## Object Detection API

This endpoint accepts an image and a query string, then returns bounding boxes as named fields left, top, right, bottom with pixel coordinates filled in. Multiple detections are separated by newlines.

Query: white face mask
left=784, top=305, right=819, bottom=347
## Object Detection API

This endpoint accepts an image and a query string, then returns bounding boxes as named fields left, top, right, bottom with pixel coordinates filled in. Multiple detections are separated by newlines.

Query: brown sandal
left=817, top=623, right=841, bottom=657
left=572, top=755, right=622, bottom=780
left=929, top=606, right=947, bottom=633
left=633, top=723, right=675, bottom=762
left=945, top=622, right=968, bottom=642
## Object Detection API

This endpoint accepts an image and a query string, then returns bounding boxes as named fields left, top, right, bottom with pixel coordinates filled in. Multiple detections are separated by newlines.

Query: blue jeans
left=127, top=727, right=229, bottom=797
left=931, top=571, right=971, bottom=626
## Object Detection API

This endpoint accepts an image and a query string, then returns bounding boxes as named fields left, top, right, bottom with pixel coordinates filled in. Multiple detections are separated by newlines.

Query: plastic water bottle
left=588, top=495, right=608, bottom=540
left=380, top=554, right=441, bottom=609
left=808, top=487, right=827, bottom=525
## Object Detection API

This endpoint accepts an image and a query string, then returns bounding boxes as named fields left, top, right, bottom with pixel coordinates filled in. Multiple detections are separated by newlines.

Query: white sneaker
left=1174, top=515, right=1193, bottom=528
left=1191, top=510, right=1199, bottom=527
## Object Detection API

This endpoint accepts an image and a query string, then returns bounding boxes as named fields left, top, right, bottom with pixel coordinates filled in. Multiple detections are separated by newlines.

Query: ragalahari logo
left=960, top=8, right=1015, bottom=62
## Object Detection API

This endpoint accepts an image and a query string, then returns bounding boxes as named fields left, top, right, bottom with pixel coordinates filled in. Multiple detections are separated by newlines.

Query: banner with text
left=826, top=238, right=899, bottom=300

----------------------------------------

▶ **PROBLEM TO SOLVE**
Write a verbatim copy of the listing above.

▶ **ANSWER TO THE EXERCISE**
## Object Detection API

This endpoint accepts an image and a query string, then returns bounding boxes as named fields left, top, right, bottom with pixel coordinates filled in. Multiple detections are separated by newlines.

Query: white face mask
left=784, top=305, right=819, bottom=347
## Object Detection API

This endpoint accepts an image and a query string, then returns bounding boxes as named fields left, top, right, bottom with pixel coordinates filled in. Multiple detections are separated by newlines.

Query: brown sandal
left=817, top=623, right=841, bottom=657
left=572, top=755, right=622, bottom=780
left=929, top=606, right=947, bottom=633
left=633, top=723, right=675, bottom=762
left=945, top=622, right=968, bottom=642
## Object Detection API

This endpoint accepts an image and a query string, then returns bounding boxes as named fields left, top, right, bottom with pixel coordinates filled in. Multiple detections are separated by newlines.

Query: blue jeans
left=127, top=727, right=229, bottom=797
left=931, top=571, right=971, bottom=626
## Object Detection API

This endpoint accepts an image and a query string, then returns bounding boxes as named fields left, top, right, bottom with pixel coordinates filled in. Multiple detections are separated by newlines.

Query: plastic water bottle
left=588, top=495, right=608, bottom=540
left=380, top=554, right=441, bottom=609
left=808, top=487, right=827, bottom=525
## Object Detection API

This endpoint accepts an image and a query string, then returns bounding boxes as named fields left, top, right, bottom with pixel coordinates filled in. Multiple detections are separated by newlines.

Query: white sneaker
left=1174, top=515, right=1193, bottom=528
left=1191, top=510, right=1199, bottom=527
## Object Detection API

This endpoint accepts an image and a query string, then returns bounding boxes as named fields left, top, right, bottom with pixel coordinates filled in. Multiple detections are separated by newlines.

Query: ragalahari logo
left=960, top=8, right=1015, bottom=62
## Object Detection API

This endpoint accepts an image and a query string, then returns bounding boxes as named fields left, top, right, bottom with pixel coordinates filled in. Multiple detections are separated by newlines.

Query: banner with text
left=826, top=238, right=899, bottom=300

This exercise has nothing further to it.